▶ [CONSIGNES]
- a) Selon le portrait de Régis Santon, en quelle année les cinq amis comédiens se sont-ils lancés dans la création du théâtre Essaïon ?
- b) Poursuivez, s'il vous plaît, le portrait de Régis Santon à partir de l'endroit où il s'arrête.

▶ [TEXTE SOURCE]
------------
Connexion : Adhérent - Invité - Partenaire

© Mélaine
Portrait par Jeanne Hoffstetter
Régis Santon met en scène "Baltringue Palace"
au théâtre Essaïon

Nous devons à Marie Sauvaneix, l'auteure de la pièce, d'avoir donné à Régis Santon la folle envie, après quelques années d'éloignement, de revenir à ce qui depuis ses toutes jeunes années, a nourri sa vie : Le théâtre.
Mettre en scène un tel texte, au théâtre Essaïon ? Impossible pour lui de se soustraire à une telle sollicitation.

L'homme on le sait, quelles que furent les difficultés et déconvenues auxquelles il dut parfois faire face, n'est pas du genre à sacrifier à l'appel des sirènes la conception qu'il a de son métier et de la culture. Qu'il soit comédien, metteur en scène ou auteur, qu'un jour il monte sa propre compagnie ou dirige un théâtre, il a ça profondément ancré dans la peau, dans la tête, dans le cœur. Alors forcément les coups bas, l'incompétence, l'arrogance, le blessent profondément.

Aujourd'hui, nous le voyons heureux et plein d'enthousiasme, d'autant qu'il retrouve un théâtre qui lui est cher puisqu'il en est le fondateur. « Nous étions cinq amis comédiens complètement fous lorsqu'en 1974 nous nous sommes lancés dans une telle entreprise ! Transformer en théâtre une cave médiévale magnifique devenue un garage à mobylettes. Pour mener à bien notre projet on s'est endettés et on a fait des travaux colossaux. Ça faisait longtemps que je n'y étais pas allé et j'ai constaté tout ce qui a été fait depuis. De voir ce lieu si vivant, bien entretenu, accueillant, ça m'a fait un plaisir fou. Ma dernière mise en scène remonte à 2012 au théâtre La Bruyère, alors aujourd'hui je suis comme un sportif qui d'un seul coup retrouve toutes ses sensations ! Les répétitions vont être comme toujours, un grand plaisir, on est concentré, on invente, on guette l'attitude d'un comédien qui va sans le savoir nous suggérer quelque chose, on pique et on le pousse à aller plus loin... C'est passionnant. »
------------
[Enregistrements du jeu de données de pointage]
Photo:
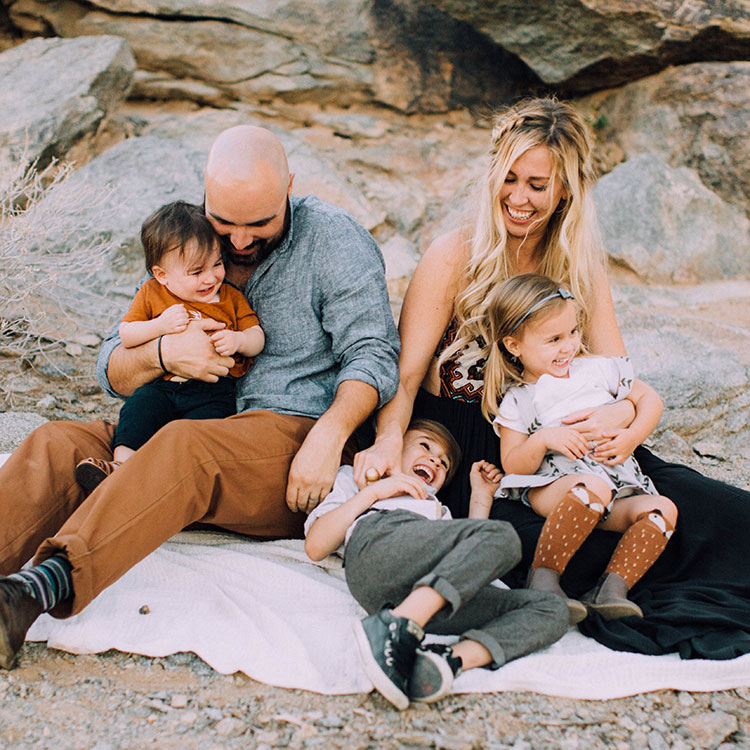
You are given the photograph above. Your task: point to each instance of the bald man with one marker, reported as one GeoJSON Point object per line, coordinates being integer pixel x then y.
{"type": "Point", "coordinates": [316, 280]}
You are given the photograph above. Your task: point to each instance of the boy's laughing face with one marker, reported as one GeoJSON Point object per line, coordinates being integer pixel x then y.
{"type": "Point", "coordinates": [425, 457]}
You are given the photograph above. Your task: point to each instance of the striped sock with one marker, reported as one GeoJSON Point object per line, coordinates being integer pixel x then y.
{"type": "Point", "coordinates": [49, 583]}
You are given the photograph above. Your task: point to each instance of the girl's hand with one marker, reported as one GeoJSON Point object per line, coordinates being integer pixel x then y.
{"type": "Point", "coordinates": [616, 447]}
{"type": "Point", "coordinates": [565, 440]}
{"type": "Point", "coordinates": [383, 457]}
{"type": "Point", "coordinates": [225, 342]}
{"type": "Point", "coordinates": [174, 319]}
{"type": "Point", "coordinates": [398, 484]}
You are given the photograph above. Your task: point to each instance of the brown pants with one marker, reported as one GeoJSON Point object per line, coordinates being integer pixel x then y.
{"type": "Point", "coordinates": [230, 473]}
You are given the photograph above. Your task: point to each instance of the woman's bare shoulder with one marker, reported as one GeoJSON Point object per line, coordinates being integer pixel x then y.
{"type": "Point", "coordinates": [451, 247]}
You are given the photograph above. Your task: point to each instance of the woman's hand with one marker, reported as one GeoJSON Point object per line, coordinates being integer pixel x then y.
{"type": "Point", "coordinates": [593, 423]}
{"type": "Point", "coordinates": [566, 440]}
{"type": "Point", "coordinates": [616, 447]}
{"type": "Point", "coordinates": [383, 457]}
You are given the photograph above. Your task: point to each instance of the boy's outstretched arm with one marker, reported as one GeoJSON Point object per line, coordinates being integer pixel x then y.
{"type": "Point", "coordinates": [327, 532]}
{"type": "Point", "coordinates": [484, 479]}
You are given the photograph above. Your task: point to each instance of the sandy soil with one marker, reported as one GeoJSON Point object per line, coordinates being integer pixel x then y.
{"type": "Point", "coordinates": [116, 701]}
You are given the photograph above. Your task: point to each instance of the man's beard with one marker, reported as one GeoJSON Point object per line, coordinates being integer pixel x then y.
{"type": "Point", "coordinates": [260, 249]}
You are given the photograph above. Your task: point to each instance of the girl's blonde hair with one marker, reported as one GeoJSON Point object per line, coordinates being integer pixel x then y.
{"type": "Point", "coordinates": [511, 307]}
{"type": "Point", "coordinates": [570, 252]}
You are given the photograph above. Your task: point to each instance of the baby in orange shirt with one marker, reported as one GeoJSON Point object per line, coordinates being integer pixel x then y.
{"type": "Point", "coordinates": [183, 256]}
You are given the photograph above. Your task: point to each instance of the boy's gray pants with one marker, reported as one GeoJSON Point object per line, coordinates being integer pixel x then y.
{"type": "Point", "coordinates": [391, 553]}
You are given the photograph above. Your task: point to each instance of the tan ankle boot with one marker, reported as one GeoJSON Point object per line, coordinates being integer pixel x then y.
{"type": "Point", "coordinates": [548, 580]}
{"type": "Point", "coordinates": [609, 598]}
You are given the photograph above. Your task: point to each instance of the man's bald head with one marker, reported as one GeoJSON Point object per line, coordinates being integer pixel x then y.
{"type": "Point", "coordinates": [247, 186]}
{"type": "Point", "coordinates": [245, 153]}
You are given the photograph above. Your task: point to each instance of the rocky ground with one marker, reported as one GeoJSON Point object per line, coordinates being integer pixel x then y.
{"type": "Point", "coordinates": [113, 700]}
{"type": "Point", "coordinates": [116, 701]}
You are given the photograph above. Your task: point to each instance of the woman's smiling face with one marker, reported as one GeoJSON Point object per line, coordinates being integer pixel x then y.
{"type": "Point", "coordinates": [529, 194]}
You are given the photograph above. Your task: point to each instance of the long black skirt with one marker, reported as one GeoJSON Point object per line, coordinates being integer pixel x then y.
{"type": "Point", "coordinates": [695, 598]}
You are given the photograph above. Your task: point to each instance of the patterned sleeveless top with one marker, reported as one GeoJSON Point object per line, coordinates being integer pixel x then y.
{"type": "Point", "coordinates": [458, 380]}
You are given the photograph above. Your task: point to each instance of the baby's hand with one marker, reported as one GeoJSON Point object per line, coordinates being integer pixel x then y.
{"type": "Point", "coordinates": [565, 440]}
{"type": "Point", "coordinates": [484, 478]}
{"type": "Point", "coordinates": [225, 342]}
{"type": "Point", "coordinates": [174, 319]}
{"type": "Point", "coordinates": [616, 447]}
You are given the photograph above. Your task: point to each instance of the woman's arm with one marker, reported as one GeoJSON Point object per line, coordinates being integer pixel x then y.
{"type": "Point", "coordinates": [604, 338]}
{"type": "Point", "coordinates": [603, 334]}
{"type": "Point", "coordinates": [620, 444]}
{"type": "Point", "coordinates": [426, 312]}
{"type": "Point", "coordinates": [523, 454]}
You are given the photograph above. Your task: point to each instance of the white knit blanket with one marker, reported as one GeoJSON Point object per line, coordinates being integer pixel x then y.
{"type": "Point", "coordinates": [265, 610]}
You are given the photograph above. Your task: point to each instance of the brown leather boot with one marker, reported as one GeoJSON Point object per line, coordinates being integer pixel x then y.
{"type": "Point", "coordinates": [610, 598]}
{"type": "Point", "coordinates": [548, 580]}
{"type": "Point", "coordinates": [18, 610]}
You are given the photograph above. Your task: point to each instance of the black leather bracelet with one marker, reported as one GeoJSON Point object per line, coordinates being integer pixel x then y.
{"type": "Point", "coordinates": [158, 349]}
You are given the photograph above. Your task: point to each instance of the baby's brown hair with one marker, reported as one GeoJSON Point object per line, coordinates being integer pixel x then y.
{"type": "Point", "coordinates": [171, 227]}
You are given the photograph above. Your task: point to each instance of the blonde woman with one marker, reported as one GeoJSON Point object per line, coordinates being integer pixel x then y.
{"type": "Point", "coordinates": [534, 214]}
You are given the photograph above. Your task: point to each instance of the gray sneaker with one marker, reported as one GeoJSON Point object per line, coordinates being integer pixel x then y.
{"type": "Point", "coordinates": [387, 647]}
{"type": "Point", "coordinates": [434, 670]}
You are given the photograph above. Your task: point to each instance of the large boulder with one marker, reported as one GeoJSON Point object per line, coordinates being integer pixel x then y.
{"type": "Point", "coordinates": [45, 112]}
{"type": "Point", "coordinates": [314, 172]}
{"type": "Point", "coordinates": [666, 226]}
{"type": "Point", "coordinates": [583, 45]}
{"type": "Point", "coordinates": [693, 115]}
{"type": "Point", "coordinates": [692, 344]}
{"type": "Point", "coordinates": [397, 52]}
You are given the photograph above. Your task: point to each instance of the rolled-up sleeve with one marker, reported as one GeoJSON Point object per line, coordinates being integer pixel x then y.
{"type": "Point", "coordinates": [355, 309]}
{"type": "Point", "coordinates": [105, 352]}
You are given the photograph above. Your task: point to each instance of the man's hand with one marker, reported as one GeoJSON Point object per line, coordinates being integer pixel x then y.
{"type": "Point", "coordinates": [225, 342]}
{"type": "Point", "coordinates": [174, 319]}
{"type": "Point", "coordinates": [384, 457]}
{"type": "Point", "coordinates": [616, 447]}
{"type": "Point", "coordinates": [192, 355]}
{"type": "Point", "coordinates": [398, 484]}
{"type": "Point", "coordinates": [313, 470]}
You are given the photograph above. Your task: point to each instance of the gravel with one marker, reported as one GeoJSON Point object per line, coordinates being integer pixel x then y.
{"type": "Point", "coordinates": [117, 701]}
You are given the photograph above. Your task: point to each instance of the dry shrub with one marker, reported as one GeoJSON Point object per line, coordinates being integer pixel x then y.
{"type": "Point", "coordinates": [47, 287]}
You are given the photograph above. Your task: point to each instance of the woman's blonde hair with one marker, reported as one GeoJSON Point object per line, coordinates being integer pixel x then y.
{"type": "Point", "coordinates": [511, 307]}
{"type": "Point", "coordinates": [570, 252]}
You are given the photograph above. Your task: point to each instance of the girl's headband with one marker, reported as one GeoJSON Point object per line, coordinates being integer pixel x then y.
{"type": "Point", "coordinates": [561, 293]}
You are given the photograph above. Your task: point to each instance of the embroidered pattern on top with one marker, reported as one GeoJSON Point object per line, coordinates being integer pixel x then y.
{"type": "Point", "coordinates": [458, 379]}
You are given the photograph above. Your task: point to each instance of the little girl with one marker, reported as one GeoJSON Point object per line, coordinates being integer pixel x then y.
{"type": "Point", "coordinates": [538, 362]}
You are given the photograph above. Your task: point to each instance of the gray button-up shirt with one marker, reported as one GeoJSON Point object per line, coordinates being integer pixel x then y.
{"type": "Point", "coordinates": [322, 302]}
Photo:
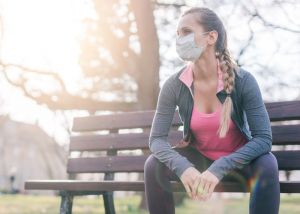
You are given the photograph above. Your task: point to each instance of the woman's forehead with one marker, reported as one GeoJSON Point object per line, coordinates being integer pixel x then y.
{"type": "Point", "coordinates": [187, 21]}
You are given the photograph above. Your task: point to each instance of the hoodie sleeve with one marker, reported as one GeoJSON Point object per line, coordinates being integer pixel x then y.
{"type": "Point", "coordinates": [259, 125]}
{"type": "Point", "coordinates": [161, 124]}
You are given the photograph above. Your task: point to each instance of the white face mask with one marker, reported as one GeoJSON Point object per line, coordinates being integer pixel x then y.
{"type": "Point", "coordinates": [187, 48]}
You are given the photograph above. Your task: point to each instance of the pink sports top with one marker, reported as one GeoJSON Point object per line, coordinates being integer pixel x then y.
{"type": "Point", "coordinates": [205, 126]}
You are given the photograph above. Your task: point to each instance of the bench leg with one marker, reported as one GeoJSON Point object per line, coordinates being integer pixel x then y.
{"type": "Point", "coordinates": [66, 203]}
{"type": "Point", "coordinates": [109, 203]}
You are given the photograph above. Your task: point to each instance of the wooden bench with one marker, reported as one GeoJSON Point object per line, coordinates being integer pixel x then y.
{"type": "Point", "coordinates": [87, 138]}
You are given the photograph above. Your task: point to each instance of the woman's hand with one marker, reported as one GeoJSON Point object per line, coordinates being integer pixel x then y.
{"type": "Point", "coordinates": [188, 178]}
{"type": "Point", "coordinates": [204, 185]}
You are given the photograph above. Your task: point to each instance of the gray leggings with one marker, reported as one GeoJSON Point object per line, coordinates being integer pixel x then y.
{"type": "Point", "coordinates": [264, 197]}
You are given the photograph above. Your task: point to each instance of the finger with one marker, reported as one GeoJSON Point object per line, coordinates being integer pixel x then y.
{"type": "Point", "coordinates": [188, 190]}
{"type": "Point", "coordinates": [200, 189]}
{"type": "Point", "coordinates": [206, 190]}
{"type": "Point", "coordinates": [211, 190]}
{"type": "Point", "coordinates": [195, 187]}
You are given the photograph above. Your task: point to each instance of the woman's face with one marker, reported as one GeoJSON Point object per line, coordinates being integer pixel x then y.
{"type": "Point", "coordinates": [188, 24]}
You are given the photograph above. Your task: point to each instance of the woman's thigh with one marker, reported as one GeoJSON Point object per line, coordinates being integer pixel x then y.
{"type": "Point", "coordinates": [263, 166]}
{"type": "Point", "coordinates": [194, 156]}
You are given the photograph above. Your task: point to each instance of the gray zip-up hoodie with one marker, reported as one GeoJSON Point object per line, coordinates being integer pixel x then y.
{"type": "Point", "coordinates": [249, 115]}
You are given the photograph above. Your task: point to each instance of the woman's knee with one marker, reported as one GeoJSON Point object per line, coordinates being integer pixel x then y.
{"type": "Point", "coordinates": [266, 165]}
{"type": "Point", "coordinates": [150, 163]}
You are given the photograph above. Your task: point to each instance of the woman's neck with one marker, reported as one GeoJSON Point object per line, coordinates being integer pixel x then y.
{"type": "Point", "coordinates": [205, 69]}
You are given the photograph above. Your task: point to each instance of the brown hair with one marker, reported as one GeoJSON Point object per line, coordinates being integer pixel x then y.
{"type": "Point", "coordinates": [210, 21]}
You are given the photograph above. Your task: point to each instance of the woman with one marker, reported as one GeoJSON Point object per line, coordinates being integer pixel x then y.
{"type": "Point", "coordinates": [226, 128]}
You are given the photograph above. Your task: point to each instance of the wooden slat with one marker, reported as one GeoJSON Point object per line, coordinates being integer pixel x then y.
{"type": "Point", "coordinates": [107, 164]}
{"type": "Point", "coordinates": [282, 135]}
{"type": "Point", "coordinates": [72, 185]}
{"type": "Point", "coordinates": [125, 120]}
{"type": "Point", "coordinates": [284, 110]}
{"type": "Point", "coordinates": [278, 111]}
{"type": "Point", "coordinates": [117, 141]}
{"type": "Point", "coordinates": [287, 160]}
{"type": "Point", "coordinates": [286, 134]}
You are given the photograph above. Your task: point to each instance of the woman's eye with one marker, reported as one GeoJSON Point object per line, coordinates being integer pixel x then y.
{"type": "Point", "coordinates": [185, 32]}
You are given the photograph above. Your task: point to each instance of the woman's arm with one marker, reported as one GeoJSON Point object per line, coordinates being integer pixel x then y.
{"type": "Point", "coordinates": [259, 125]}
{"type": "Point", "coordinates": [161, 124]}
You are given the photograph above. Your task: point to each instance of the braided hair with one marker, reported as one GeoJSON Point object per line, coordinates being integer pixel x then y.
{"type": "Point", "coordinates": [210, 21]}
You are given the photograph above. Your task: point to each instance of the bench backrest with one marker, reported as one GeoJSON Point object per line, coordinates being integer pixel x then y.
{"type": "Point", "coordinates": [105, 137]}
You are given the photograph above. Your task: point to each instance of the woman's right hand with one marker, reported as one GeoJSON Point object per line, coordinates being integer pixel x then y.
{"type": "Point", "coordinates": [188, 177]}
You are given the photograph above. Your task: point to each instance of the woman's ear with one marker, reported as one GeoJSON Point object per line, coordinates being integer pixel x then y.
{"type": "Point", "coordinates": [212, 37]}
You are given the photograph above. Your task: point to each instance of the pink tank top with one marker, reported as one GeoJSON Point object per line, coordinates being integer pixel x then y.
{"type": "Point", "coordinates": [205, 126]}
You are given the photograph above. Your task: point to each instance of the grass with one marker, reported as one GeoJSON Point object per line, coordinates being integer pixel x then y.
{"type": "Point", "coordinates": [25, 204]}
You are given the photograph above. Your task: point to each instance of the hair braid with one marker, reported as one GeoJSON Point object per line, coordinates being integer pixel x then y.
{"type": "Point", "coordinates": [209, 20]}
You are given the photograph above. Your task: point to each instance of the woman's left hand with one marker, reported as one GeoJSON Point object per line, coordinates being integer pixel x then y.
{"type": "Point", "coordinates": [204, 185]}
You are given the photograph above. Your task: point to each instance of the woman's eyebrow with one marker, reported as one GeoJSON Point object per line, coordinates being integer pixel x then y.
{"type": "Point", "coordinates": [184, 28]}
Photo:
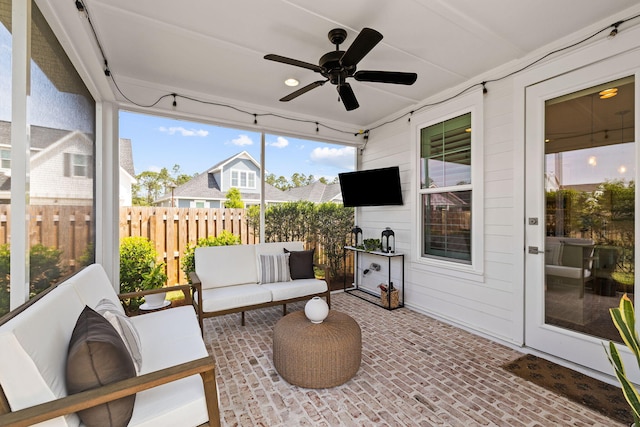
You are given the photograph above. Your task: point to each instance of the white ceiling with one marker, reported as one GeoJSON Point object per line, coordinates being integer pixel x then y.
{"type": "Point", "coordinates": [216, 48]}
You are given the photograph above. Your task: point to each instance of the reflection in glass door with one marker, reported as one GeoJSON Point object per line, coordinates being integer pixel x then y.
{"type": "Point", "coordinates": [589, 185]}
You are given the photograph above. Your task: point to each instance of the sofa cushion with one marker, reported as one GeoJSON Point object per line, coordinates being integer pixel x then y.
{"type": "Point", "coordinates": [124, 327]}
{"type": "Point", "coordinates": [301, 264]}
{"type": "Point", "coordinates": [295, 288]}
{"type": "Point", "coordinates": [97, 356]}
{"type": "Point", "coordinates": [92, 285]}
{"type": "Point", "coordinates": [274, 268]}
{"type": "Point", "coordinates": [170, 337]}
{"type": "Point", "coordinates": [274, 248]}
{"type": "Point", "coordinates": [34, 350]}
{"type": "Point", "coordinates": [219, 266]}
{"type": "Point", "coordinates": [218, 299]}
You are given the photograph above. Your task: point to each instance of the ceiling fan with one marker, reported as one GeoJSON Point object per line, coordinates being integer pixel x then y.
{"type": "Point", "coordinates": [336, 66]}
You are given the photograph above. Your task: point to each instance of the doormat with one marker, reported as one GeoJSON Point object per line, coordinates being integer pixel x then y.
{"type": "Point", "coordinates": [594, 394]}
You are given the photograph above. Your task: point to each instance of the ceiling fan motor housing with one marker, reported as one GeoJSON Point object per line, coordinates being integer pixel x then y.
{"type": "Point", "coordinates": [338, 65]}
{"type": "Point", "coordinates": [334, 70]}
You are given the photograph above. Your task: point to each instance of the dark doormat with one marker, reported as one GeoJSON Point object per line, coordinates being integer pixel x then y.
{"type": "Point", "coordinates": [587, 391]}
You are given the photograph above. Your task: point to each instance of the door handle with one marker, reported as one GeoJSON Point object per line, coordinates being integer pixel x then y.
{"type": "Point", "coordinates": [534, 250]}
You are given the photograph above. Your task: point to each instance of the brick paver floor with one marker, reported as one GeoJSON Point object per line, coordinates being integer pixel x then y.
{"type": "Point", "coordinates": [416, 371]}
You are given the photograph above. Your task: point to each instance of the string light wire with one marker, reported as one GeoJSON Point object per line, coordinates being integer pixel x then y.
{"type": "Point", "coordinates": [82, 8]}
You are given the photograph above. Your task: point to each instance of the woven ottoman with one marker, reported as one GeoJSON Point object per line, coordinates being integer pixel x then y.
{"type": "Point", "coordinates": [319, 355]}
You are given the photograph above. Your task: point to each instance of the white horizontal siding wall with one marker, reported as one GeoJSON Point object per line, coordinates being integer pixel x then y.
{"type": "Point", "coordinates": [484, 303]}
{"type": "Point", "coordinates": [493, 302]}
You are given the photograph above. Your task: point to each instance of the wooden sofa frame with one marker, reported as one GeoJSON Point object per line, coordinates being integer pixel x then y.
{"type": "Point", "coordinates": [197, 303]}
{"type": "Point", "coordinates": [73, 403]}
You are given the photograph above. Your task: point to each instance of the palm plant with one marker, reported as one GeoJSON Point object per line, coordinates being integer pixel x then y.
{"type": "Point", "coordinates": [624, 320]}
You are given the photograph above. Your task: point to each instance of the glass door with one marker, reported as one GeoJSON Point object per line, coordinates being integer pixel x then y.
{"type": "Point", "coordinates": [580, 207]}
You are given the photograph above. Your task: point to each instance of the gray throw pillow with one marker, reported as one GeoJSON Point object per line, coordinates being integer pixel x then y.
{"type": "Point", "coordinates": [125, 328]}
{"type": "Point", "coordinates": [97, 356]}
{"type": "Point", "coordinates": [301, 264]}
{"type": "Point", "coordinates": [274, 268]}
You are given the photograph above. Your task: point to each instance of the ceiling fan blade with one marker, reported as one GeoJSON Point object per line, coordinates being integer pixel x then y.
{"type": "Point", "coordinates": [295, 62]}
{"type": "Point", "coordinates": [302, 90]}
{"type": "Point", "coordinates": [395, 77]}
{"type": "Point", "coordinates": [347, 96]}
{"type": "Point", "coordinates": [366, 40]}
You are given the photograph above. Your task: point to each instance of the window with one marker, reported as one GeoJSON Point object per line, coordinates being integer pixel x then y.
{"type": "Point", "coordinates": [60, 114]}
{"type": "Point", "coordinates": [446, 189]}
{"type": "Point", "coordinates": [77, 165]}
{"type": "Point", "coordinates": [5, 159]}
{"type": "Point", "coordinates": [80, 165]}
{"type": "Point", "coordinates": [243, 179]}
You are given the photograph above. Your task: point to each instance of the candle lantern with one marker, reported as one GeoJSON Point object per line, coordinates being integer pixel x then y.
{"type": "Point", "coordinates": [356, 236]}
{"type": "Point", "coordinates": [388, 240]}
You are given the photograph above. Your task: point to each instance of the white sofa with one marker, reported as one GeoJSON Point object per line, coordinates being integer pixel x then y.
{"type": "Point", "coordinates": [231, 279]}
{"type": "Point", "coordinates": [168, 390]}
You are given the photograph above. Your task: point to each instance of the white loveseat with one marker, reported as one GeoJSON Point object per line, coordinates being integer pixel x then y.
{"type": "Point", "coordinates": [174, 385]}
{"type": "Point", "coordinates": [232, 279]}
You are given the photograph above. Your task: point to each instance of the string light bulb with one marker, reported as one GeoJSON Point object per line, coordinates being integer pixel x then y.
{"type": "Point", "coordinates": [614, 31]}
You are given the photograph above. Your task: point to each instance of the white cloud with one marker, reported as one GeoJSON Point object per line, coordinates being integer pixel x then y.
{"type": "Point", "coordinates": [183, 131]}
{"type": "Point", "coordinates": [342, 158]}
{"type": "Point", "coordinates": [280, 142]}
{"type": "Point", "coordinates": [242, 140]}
------------
▶ [RÉPONSES PAR CONSIGNE]
- a) En 1974.

- b)
Ne jamais prendre des chemins balisés tout en s'assurant d'être reçu et compris du public, a été l'obsession de ma vie.



Si «Baltringue Palace» se révèle être d'une telle actualité, Régis Santon tient à préciser qu'il ne s'agit aucunement d'opportunisme face à la poussée écologique que nous connaissons, et rappelle que le spectacle fut créé début février 2019 à « Lilas en scène ».

Que nous raconte «Baltringue Palace» qui a déclenché l'enthousiasme d'un homme de théâtre qui en a vu d'autres ? La pièce, précisons-le, s'empare de faits scientifiques dont la logique est ici poussée à l'extrême : à vouloir placer la nature au-dessus de tout, de l'humanité même, l'homme pourra-t-il échapper au funeste destin auquel cette idéologie semble le conduire ?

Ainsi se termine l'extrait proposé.